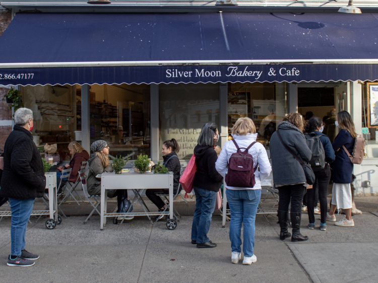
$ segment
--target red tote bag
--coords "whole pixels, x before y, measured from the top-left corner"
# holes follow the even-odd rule
[[[196,172],[197,166],[196,165],[196,156],[193,155],[180,178],[181,186],[186,193],[190,193],[193,189],[193,181]]]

## Exercise instructions
Rewrite the lines above as a numbered list, skipping any blank lines, and leave the pictures out of the list.

## Exercise answer
1. $ segment
2. --target red tote bag
3. --coords "whole pixels, x before y, measured from the top-left corner"
4. # holes follow the even-odd rule
5. [[[196,172],[197,166],[196,165],[196,156],[193,155],[180,178],[181,186],[186,193],[190,193],[193,189],[193,181]]]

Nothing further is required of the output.